TEXTE DU DOCUMENT

---*---

Les lauréats étaient en compétition avec deux autres finalistes :
- Emmanuel Lhuillier travaille sur le développement de composants optoélectroniques à base de nanocristaux colloïdaux. En collaboration avec la société New Imaging Technologies (NIT), il développe une nouvelle génération de capteurs infrarouges à bas coût dont la couche active est faite de nanocristaux.
- Rémy BRAIVE maître de conférences à l’Université de Paris s’est spécialisé dans les domaines de la nano-opto-mécanique. Il effectue des recherches sur les cristaux photoniques appliquée à l’étude d’effets de dynamique non-linéaire et d’interaction photon-photon dans les oscillateurs micro-ondes.
Les candidatures sont d’ores et déjà ouvertes pour le prix Jean Jerphagnon 2021, jusqu’au 21 octobre 2021.

---*---

DONNÉES EXTRAITES
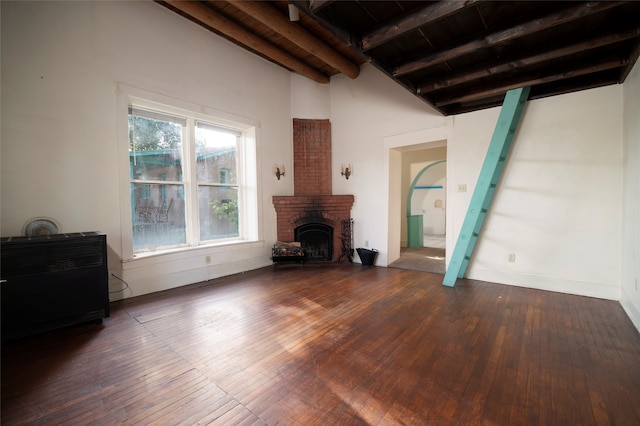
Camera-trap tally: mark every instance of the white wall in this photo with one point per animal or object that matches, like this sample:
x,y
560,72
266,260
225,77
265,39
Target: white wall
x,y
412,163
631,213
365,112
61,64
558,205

---*---

TRAVAIL DEMANDÉ
A. Relevez tous les noms de personnes cités dans le texte sur les finalistes du prix.
B. Reprenez le texte sur les finalistes du prix à la suite de sa dernière phrase.
Les items n'ont aucun lien avec le texte sur les finalistes du prix.

RÉPONSES PAR CONSIGNE
A.
- Emmanuel Lhuillier
- Rémy BRAIVE
- Jean Jerphagnon

B.
Rendez-vous Optique-Photonique pour l’industrie du futur 2021 organisés par l’Institut Mines-Télécom et l’Académie des Technologies
Ces rencontres qui ont pour but sensibiliser la communauté scientifique aux mutations et grands enjeux industriels dans le domaine de l’optique et de la photonique, pour l’industrie du futur, ont été animées par Jean-Louis de Bougrenet, Professeur à IMT Atlantique. Cette édition 2021 rend hommage au prix avec l’intervention de deux anciens lauréats.
Nathalie Picqué, chercheuse à l’Institut Max-Planck d’Optique Quantique a présenté ses travaux sur les lasers à peignes de fréquences pour la spectroscopie moléculaire.
Elle étudie la spectroscopie de précision, la physique moléculaire, et la technologie laser. Elle a initié le domaine de recherche de la spectroscopie par peignes de fréquences à large bande spectrale, avec des premiers résultats expérimentaux dès 2005. Ses travaux pionniers, reconnus et encouragés par le Prix Jean Jerphagnon 2008, suscitent aujourd’hui l’intérêt. Plusieurs équipes perfectionnent les techniques démontrées par Nathalie Picqué afin de réaliser des instruments spectroscopiques précis, rapides et miniaturisés pour des applications allant de la recherche fondamentale en physique moléculaire à l’imagerie biomoléculaire et médicale. Avec son groupe, Nathalie Picqué continue de repousser les frontières des peignes de fréquences optiques, de l’interférométrie, et de la spectroscopie moléculaire.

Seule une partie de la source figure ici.